The researchers can manipulate a photon by directing it from the storage ring into the scattering unit, where it travels to a cavity containing a single atom. The photon then interacts with the atom, causing the two to become “entangled,” a quantum phenomenon whereby two particles can influence one another even across great distances. Then, the photon returns to the storage ring, and a laser alters the state of the atom. Because the atom and the photon are entangled, manipulating the atom also influences the state of its paired photon.

“By measuring the state of the atom, you can teleport operations onto the photons,” Bartlett said. “So we only need the one controllable atomic qubit and we can use it as a proxy to indirectly manipulate all of the other photonic qubits.”

· · · · ·

- Tasks to complete:
a. Please copy the passage on photonic qubits word for word, between "The researchers can" and "its paired photon.", inclusive.
b. Continue the passage on photonic qubits from its final sentence.

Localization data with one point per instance
· · · · ·

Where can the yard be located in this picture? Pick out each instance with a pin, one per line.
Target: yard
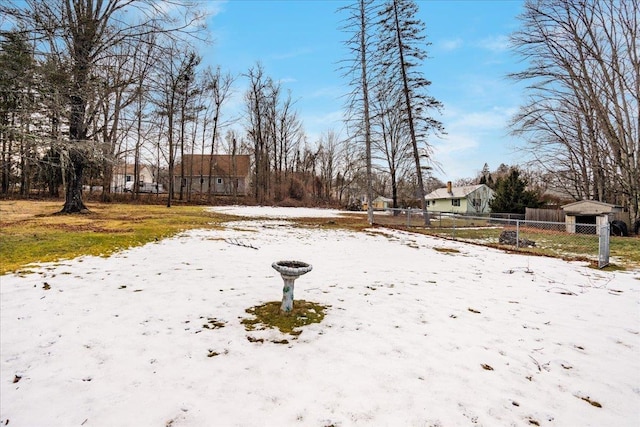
(417, 330)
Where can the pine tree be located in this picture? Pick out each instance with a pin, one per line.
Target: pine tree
(511, 195)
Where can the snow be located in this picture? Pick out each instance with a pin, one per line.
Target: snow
(414, 335)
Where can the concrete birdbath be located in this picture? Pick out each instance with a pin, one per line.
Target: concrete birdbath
(290, 271)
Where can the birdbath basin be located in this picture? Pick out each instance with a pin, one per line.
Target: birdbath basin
(290, 271)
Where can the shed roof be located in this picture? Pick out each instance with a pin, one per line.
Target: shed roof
(590, 207)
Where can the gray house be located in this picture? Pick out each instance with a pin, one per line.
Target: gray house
(589, 212)
(469, 199)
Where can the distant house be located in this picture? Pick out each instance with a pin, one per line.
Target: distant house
(589, 212)
(124, 177)
(229, 174)
(470, 199)
(379, 203)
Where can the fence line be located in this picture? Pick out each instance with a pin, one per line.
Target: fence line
(555, 238)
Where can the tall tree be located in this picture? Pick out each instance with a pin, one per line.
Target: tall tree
(17, 74)
(360, 26)
(511, 195)
(582, 119)
(83, 32)
(219, 86)
(401, 45)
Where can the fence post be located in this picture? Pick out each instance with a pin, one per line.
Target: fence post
(453, 232)
(603, 246)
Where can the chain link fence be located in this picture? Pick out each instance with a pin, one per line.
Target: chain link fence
(509, 231)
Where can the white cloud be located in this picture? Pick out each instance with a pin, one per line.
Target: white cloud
(450, 44)
(292, 53)
(495, 43)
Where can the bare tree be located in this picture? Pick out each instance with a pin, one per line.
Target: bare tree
(83, 32)
(219, 86)
(360, 26)
(392, 140)
(583, 116)
(401, 41)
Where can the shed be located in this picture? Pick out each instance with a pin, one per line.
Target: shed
(379, 203)
(589, 212)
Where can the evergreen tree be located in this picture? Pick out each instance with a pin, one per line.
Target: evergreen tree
(511, 195)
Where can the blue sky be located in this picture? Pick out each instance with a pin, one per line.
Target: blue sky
(300, 44)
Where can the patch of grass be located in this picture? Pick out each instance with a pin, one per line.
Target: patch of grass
(447, 250)
(268, 315)
(573, 247)
(33, 231)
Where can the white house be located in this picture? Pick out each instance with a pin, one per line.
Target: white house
(469, 199)
(123, 177)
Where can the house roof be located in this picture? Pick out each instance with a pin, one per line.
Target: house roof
(590, 207)
(456, 192)
(223, 165)
(127, 169)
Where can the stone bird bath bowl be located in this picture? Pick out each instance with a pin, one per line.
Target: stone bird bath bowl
(290, 271)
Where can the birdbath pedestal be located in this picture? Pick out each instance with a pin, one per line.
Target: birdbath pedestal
(290, 271)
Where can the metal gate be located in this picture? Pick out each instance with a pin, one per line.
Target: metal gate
(603, 252)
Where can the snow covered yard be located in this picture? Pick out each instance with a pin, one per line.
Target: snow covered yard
(420, 332)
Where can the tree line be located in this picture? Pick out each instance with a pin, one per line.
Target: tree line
(85, 85)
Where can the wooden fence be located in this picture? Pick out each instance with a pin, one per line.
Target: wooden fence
(548, 215)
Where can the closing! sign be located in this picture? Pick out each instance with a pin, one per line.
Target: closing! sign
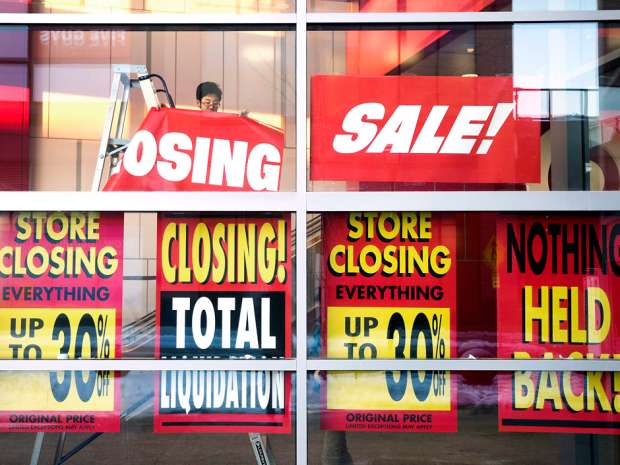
(189, 150)
(422, 128)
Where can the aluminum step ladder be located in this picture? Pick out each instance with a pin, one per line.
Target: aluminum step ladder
(125, 78)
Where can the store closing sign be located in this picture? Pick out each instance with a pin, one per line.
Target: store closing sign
(60, 297)
(421, 129)
(389, 292)
(224, 291)
(558, 297)
(191, 150)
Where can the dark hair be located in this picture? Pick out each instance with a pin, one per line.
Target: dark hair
(206, 88)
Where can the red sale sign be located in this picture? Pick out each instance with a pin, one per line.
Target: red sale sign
(190, 150)
(61, 296)
(421, 129)
(558, 295)
(231, 297)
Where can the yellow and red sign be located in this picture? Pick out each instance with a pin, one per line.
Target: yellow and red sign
(558, 297)
(224, 288)
(60, 298)
(389, 292)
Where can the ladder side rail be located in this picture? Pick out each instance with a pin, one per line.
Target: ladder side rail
(107, 130)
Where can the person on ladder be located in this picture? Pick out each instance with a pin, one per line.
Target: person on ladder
(209, 97)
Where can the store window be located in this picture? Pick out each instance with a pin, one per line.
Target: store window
(63, 86)
(445, 6)
(355, 305)
(560, 134)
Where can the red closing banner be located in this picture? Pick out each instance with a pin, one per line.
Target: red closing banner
(559, 287)
(421, 129)
(190, 150)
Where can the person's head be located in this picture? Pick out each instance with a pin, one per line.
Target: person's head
(208, 96)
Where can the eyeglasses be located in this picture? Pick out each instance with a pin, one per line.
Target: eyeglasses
(209, 104)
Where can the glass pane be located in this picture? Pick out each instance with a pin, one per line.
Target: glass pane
(444, 107)
(55, 95)
(482, 424)
(131, 437)
(146, 6)
(108, 285)
(418, 6)
(463, 285)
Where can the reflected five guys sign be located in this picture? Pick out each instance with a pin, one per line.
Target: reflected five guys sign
(421, 128)
(61, 282)
(389, 292)
(224, 291)
(559, 297)
(191, 150)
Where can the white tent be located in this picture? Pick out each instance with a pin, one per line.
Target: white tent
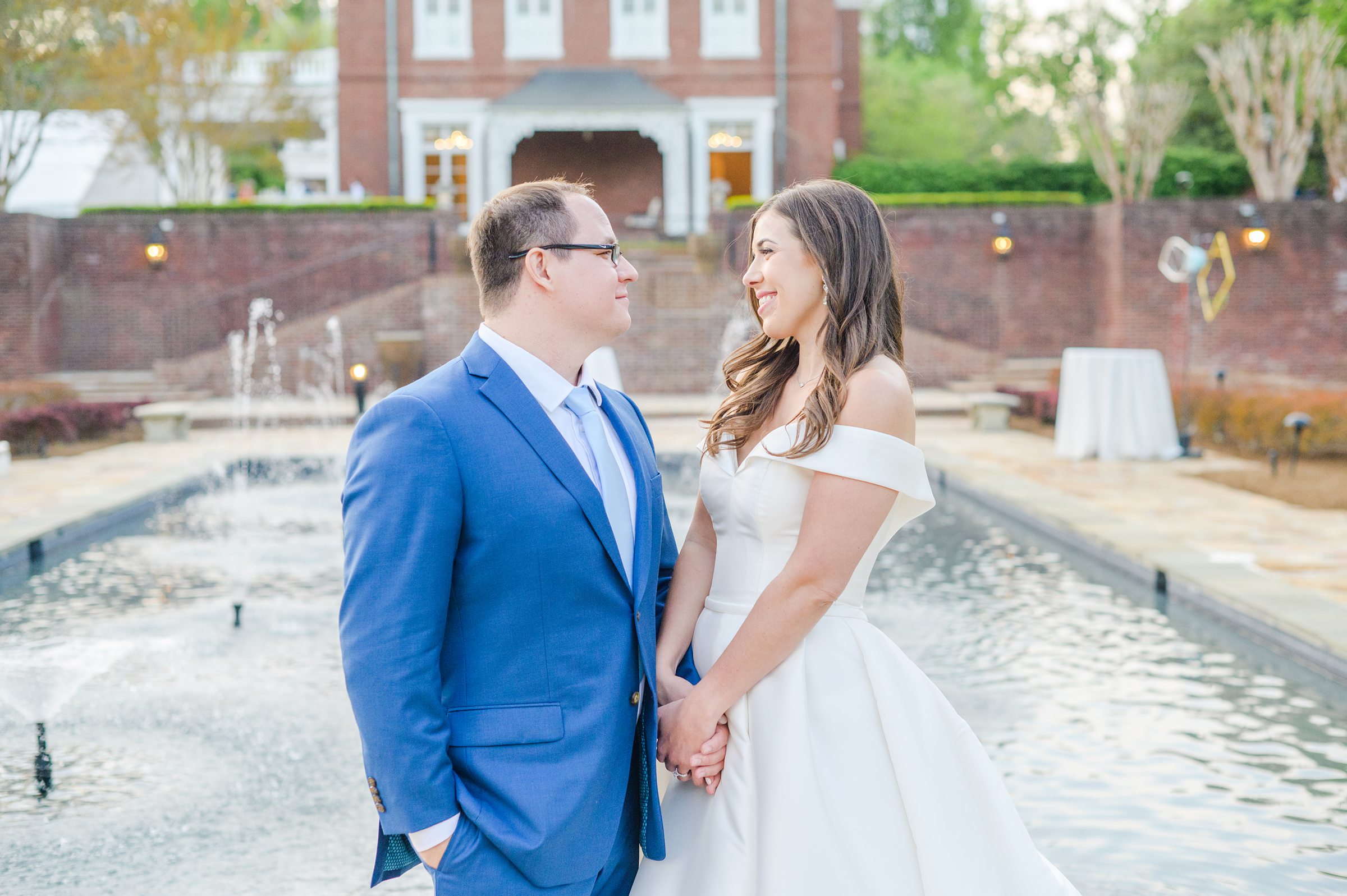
(77, 166)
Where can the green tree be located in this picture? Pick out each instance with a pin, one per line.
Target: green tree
(946, 30)
(926, 108)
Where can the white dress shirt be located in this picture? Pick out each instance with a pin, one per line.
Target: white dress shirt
(550, 388)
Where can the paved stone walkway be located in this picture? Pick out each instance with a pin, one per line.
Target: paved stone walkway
(1281, 565)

· · · · ·

- Answers by item number:
a.
The researchers can manipulate a photon by directing it from the storage ring into the scattering unit, where it travels to a cavity containing a single atom. The photon then interacts with the atom, causing the two to become “entangled,” a quantum phenomenon whereby two particles can influence one another even across great distances. Then, the photon returns to the storage ring, and a laser alters the state of the atom. Because the atom and the photon are entangled, manipulating the atom also influences the state of its paired photon.

b.
Because any quantum logic gate can be compiled into a sequence of operations performed on the atom, you can, in principle, run any quantum program of any size using only one controllable atomic qubit. To run a program, the code is translated into a sequence of operations that direct the photons into the scattering unit and manipulate the atomic qubit. Because you can control the way the atom and photons interact, the same device can run many different quantum programs.

“For many photonic quantum computers, the gates are physical structures that photons pass through, so if you want to change the program that’s running, it often involves physically reconfiguring the hardware,” Bartlett said. “Whereas in this case, you don’t need to change the hardware – you just need to give the machine a different set of instructions.”